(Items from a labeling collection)
(begin)
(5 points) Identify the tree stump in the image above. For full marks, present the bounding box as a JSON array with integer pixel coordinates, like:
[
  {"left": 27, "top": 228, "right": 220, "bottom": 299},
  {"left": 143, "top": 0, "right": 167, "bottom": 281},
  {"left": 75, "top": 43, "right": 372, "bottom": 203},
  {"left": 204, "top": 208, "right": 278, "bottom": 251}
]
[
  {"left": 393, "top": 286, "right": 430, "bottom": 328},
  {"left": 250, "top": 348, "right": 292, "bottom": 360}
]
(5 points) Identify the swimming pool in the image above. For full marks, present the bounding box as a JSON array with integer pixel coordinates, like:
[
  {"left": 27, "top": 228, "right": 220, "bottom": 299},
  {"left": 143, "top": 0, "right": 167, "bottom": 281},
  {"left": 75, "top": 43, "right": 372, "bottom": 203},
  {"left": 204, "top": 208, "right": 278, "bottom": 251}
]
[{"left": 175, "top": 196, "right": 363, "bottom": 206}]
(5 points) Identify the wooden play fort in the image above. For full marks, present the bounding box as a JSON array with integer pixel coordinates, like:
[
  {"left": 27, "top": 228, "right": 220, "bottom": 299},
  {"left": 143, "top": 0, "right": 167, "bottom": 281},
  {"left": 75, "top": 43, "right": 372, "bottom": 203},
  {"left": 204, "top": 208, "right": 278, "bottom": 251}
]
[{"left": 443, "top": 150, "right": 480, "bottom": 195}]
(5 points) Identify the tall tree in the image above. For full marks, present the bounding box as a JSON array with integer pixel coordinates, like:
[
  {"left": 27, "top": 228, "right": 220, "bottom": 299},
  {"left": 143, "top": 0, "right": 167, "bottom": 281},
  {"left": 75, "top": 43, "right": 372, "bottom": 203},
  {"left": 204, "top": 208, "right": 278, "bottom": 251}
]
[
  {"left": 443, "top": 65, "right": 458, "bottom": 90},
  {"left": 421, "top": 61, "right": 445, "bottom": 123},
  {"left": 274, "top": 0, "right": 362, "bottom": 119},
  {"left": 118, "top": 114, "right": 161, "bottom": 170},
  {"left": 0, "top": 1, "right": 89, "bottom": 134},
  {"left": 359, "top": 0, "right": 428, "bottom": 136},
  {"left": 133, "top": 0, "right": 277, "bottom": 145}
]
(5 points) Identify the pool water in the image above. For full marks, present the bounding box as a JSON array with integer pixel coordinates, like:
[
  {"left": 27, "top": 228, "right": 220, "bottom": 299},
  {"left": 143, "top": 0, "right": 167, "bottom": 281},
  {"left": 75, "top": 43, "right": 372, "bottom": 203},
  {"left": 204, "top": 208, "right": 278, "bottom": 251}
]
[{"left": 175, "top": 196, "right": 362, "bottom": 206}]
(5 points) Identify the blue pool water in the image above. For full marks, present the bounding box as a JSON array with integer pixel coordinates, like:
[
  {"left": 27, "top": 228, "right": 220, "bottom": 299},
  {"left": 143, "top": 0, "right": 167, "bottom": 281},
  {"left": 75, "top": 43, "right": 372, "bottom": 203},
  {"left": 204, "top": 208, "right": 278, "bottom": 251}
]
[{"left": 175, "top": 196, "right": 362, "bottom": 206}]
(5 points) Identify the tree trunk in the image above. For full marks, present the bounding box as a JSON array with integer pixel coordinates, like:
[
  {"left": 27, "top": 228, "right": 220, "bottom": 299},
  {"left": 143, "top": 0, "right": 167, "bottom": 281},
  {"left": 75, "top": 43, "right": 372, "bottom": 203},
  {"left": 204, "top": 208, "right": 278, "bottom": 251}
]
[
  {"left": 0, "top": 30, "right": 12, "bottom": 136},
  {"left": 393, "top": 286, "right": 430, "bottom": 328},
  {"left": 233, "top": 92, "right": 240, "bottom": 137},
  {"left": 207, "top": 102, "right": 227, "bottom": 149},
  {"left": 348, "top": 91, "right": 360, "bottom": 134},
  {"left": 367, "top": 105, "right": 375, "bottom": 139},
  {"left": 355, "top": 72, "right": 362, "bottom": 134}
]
(end)
Determine how many lines of the data above contain the word "present", and reply with only that number.

▸ TASK RESULT
7